### Stated goal
Lines before the one containing "point: gray marble" are left out; copy that line and every later line through the end of the data exactly.

(Object position labeling entries)

----

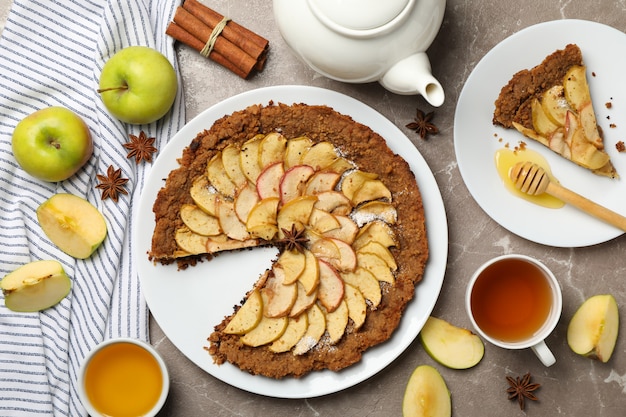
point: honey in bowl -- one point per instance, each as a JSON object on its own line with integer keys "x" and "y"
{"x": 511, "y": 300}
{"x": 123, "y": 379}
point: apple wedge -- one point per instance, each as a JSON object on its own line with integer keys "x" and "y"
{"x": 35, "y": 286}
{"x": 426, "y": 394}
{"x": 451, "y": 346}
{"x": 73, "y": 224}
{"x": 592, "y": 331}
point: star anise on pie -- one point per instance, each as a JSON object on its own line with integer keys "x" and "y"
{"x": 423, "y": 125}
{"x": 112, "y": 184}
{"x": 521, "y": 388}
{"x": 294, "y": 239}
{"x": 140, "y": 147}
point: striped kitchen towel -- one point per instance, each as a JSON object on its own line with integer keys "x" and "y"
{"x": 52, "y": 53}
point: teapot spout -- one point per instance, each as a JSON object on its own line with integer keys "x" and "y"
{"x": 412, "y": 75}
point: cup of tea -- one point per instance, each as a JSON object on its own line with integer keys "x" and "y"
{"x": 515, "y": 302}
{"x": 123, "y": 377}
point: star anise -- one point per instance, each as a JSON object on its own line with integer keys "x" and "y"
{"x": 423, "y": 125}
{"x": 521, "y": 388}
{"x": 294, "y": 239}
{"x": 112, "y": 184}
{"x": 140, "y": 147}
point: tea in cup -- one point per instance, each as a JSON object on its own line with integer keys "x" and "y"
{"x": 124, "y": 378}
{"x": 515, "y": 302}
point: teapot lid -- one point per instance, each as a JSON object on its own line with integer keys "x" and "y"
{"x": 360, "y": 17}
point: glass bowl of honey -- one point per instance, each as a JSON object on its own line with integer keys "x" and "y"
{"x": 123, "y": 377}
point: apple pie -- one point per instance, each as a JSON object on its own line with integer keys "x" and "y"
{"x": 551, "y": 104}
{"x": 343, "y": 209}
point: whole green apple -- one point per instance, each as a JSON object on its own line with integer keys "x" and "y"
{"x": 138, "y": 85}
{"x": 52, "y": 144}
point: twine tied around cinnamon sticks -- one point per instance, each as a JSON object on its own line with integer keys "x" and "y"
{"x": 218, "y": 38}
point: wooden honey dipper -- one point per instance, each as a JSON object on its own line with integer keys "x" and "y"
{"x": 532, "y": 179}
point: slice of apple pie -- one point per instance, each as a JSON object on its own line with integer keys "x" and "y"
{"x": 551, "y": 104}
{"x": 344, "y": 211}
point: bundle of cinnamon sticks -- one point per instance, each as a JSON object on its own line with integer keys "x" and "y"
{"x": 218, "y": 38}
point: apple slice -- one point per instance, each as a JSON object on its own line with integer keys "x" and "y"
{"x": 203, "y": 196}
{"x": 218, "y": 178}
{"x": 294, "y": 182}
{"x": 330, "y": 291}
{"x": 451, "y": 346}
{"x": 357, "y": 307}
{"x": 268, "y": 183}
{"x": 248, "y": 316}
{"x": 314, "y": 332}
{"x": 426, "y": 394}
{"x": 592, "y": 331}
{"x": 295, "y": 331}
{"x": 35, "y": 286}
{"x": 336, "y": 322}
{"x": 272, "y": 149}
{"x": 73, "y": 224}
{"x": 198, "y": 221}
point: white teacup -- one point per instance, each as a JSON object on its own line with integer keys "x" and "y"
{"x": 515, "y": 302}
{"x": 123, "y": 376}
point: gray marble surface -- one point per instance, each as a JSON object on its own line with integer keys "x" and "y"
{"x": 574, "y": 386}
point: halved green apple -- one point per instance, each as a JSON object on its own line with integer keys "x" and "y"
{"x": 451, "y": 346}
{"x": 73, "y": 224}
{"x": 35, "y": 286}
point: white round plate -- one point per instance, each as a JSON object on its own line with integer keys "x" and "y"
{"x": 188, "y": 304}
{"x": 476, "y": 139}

----

### Response for this exercise
point: gray marble surface -- one point per instance, each as a JSON object on its own line with integer keys "x" and "y"
{"x": 574, "y": 386}
point: halved green apple -- one point per instance, each as a JSON object on its own line with integer keys "x" and "y"
{"x": 451, "y": 346}
{"x": 73, "y": 224}
{"x": 35, "y": 286}
point: white round plate -- one point per instance, each as a JSON object on its own line with integer keys "x" and "y"
{"x": 188, "y": 304}
{"x": 476, "y": 139}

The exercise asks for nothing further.